Data in this exercise.
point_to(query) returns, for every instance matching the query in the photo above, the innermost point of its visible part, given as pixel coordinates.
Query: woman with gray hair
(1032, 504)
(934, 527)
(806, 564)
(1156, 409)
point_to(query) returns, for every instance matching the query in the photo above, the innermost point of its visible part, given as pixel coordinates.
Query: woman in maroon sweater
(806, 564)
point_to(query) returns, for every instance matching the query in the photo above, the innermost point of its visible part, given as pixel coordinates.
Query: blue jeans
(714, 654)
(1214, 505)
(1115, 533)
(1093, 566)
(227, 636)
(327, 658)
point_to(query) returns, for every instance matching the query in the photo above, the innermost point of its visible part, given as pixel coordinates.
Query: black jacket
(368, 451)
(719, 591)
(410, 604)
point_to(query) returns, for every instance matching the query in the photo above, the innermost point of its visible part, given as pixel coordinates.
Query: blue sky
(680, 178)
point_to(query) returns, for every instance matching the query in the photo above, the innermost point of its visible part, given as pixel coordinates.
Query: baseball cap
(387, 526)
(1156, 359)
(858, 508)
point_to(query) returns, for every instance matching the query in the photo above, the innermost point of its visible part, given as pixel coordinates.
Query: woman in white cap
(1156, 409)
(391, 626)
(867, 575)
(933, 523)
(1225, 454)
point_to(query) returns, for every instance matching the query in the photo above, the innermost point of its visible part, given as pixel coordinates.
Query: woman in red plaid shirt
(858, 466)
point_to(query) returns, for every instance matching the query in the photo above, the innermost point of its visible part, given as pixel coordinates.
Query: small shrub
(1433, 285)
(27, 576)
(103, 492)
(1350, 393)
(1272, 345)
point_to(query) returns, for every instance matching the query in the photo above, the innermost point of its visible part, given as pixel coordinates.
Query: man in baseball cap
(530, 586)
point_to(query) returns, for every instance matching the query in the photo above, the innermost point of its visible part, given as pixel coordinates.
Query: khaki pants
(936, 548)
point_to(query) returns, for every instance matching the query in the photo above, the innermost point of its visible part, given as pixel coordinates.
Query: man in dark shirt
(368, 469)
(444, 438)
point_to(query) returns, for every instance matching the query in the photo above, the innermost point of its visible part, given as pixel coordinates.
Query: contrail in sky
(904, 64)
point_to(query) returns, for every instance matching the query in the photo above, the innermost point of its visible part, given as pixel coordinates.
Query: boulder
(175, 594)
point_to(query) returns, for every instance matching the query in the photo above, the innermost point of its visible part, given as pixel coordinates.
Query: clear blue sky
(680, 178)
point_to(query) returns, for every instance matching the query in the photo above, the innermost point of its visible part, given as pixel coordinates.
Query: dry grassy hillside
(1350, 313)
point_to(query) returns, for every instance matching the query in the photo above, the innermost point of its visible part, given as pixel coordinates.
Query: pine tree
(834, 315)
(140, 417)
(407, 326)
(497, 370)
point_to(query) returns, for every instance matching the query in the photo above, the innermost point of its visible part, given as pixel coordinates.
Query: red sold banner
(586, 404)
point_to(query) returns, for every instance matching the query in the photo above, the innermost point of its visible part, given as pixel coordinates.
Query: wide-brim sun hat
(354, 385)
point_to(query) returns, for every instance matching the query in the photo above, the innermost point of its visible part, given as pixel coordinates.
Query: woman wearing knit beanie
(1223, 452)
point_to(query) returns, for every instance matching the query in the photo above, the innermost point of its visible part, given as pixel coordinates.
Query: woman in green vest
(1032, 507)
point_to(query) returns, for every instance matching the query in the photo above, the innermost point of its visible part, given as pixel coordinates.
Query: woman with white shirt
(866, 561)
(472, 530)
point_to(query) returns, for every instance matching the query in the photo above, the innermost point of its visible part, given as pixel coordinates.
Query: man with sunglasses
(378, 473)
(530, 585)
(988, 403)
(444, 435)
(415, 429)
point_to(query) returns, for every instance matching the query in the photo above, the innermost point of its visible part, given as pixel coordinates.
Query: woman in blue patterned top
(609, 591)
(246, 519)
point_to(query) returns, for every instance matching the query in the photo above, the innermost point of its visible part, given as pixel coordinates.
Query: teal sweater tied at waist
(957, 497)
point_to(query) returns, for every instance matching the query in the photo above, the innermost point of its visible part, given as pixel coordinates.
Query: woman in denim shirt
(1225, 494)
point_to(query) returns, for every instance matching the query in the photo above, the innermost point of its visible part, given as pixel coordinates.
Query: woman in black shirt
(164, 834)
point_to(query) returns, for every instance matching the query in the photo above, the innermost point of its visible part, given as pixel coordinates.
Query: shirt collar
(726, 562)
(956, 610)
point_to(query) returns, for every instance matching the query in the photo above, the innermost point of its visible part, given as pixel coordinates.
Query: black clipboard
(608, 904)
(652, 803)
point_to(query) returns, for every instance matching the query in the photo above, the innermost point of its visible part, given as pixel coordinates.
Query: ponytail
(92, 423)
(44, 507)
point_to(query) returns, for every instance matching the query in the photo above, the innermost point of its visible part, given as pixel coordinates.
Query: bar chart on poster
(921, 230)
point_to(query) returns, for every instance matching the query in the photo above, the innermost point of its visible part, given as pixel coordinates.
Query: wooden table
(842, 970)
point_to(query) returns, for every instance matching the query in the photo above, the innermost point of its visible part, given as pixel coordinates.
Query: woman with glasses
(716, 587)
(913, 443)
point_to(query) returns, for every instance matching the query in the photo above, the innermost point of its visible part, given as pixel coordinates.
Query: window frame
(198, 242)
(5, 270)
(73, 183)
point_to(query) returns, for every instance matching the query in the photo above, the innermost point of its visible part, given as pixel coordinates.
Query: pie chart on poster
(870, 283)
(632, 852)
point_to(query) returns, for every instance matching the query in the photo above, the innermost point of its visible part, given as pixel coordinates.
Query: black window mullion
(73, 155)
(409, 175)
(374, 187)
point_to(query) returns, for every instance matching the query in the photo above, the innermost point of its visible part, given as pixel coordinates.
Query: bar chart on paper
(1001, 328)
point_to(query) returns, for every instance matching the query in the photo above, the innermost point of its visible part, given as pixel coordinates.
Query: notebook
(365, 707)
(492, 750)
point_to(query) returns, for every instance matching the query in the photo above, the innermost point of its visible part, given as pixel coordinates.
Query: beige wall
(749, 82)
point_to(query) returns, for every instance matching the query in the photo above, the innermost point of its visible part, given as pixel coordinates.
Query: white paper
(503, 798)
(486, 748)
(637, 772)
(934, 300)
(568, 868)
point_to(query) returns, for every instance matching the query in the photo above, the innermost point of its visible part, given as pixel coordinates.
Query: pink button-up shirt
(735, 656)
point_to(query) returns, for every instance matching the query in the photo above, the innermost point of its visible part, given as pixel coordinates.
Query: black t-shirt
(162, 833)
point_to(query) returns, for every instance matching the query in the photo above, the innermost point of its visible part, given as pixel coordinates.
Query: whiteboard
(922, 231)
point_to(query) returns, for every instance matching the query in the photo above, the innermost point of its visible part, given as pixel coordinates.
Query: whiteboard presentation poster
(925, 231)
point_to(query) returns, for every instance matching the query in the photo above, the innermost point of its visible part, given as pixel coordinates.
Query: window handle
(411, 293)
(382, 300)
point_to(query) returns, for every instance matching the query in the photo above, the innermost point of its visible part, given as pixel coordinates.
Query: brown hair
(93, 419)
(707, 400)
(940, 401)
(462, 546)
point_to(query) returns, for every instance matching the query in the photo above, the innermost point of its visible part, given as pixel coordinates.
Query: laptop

Activity. Type out the whole listing once more, exactly as written.

Answer to this problem.
point_to(query) returns, for every instance matching the query in the photo above, the innermost point of its visible part, given as pixel coordinates.
Query: woman with gray hair
(1032, 504)
(934, 527)
(806, 564)
(1156, 409)
point_to(query) returns, for every instance matching the query in the photo above, the innermost point of its visible part, given as pixel coordinates.
Query: woman in maroon sweater
(806, 564)
point_to(query) returns, for every instance matching the query in the photo above, the innermost point of its visible part, given as pixel coordinates.
Query: blue jeans
(714, 654)
(1214, 505)
(1115, 533)
(1093, 566)
(227, 636)
(327, 658)
point_to(query) returns, for every instance matching the query in the photo above, the innermost point of its visible part, given as pixel coordinates.
Query: black jacket
(368, 451)
(719, 591)
(410, 604)
point_to(query) returns, for every instance matching the query in the photo above, the innermost point of its visible part, given as pixel coordinates.
Query: blue sky
(680, 178)
point_to(query) returns, for every instance matching the query in the photo above, the innermost point of its visible part, given as pixel coordinates.
Query: baseball cap
(387, 526)
(1156, 359)
(858, 508)
point_to(query) returns, for every instance matching the query in the photo above, the innermost point of its visible part, given as pixel coordinates.
Query: woman in white cap
(1156, 409)
(391, 626)
(867, 575)
(933, 523)
(1225, 454)
point_to(query) returns, for every instance matching the query in the photo above, the innermost point of its visible part, given as pixel coordinates.
Query: woman in red plaid shirt
(858, 466)
point_to(query) returns, for every instance matching the query in the photo above, the innermost point of its visible part, given as pixel coordinates.
Query: small shrub
(1433, 285)
(27, 576)
(103, 492)
(1350, 393)
(1272, 345)
point_to(query) returns, for every instance matching the query in the photo above, the innermost point of its visible part, given as pixel coordinates.
Query: man in baseball cap
(530, 586)
point_to(query) returns, for every instance matching the query in the photo above, the innermost point of its visible part, given as pixel coordinates.
Query: khaki pants
(936, 548)
point_to(query) returns, for every instance matching the query in the photo above, the innermost point of its visible part, given as pixel coordinates.
Query: man in dark shirt
(368, 469)
(444, 438)
point_to(query) returns, for every instance matching the query in the photo above, the innermost point of its visible part, given as pixel coordinates.
Query: contrail in sky
(904, 64)
point_to(query) returns, for every instance matching the query in the photo above, the innermost point of its visible part, given as pixel coordinates.
Query: boulder
(175, 594)
point_to(query) returns, for every instance matching the query in the photo above, the innermost point of its visible part, given as pixel coordinates.
Query: clear blue sky
(680, 178)
point_to(query) returns, for every instance matching the query in the photo above, the innermost point of its visible part, given as pixel coordinates.
Query: dry grassy hillside
(1350, 313)
point_to(query) returns, for every instance matching the query in the photo above, the innermost point of its visible part, given as pixel coordinates.
Query: pine tree
(834, 315)
(140, 417)
(407, 326)
(497, 370)
point_to(query) returns, for every instance matching the query in the photo above, the innermost point of its visible part, given as pixel coordinates.
Query: red sold banner
(586, 404)
point_to(query) returns, for every instance matching the query in the photo above, the innermost point of its visible part, given as pixel coordinates.
Query: wide-brim sun hat
(354, 385)
point_to(query) returns, for every instance matching the query in the photo above, the innermost point of its visible part, given as pixel coordinates.
Query: woman wearing knit beanie
(1223, 452)
point_to(query) returns, for every instance matching the query in the photo above, the innermost point of its visible part, given as pixel coordinates.
Query: woman in green vest
(1032, 507)
point_to(query) returns, for every instance matching the query in the photo above, the innermost point of its visible part, given as pixel coordinates.
Query: woman with white shirt
(866, 561)
(472, 530)
point_to(query) returns, for every instance matching the query in the photo above, the innermost point of its visible part, given as pixel coordinates.
Query: man with sunglasses
(378, 473)
(530, 585)
(988, 403)
(444, 435)
(415, 429)
point_to(query) returns, for every instance matching the query in the photo above, the innermost point of its visible part, given as pixel coordinates.
Query: woman in blue patterned top
(609, 591)
(246, 519)
point_to(query) returns, for every instance matching the query in the photo above, the innermost point of its visible part, given as pixel coordinates.
Query: teal sweater tied at waist
(957, 497)
point_to(query) returns, for every instance matching the query in the photo above, the innermost point of its visible part, given as pixel coordinates.
Query: woman in denim shirt
(1225, 494)
point_to(query) returns, for every instance matching the query in the photo above, the innermost point of its visible part, given as pixel coordinates.
Query: woman in black shirt
(164, 834)
point_to(query) returns, for every instance matching the query in the photo above, the innermost point of its visible part, given as pixel coordinates.
Query: shirt collar
(726, 562)
(956, 610)
point_to(query) returns, for every instance matching the query in the photo above, the innermost point of its visible part, given as pixel coordinates.
Query: black clipboard
(608, 904)
(652, 803)
point_to(query) returns, for every instance matching the query in the photo above, the innermost point of its visible part, given as pixel coordinates.
Query: ponytail
(92, 423)
(44, 507)
point_to(query) returns, for every instance matching the query in the photo above, the innermost point of its visible part, given as pixel coordinates.
Query: bar chart on poster
(921, 230)
point_to(query) returns, for every instance matching the query in the photo above, the innermost point of its visible part, given as pixel coordinates.
Query: wooden table
(842, 970)
point_to(query) returns, for every instance matching the query in the photo above, the innermost point of its visible part, given as pixel coordinates.
Query: woman with glasses
(716, 587)
(913, 443)
point_to(query) returns, for every instance matching the query in the photo above, the innermost point of its visible part, given as pixel coordinates.
Query: window frame
(198, 242)
(5, 270)
(73, 183)
point_to(query) returns, for every instance matching the query in the photo above, the innermost point of its visible part, given as pixel coordinates.
Query: pie chart on poster
(870, 283)
(632, 852)
point_to(query) returns, for every instance matching the query in the photo above, the innermost point of its visible part, given as pixel coordinates.
Query: black window mullion
(73, 155)
(409, 175)
(374, 187)
point_to(query) returns, for every instance matching the query in the photo above, the innermost point of its visible part, given as pixel coordinates.
Query: bar chart on paper
(1001, 328)
point_to(query) returns, for every instance matching the query in the photo above, the innermost point of its visible part, given as pixel coordinates.
Query: notebook
(365, 707)
(492, 750)
point_to(query) returns, for every instance matching the query in the photo above, the innermost point of its visible part, given as pixel coordinates.
Query: beige wall
(749, 82)
point_to(query) returns, for every instance matching the query in the photo above, the innermost point of its visible part, given as pixel coordinates.
Query: white paper
(503, 798)
(486, 748)
(637, 772)
(934, 300)
(568, 868)
point_to(query) returns, for every instance matching the query in the photo above, the innermost point of its visible part, given as pixel coordinates.
Query: pink button-up shirt
(735, 656)
point_to(query) returns, for every instance matching the query in the photo above, the innermost point of its visible part, given as pixel coordinates.
Query: black t-shirt
(162, 833)
point_to(query) returns, for every instance matching the query in the photo above, the innermost point of its visible part, given as pixel coordinates.
Query: whiteboard
(922, 231)
point_to(query) returns, for every instance matching the query in the photo above, the innermost point of its visible part, given as pixel coordinates.
Query: whiteboard presentation poster
(925, 231)
point_to(query) returns, for every instance matching the query in the photo above, the innermost point of its visible part, given as pixel coordinates.
Query: window handle
(411, 293)
(382, 300)
point_to(query) returns, for every instance matching the query in the photo above, the innermost point of its visible part, given as pixel coordinates.
Query: brown hair
(93, 419)
(707, 400)
(940, 401)
(462, 546)
point_to(query) returns, for every instance matching the query in the photo above, the innermost point of its visible part, given as pixel coordinates.
Query: laptop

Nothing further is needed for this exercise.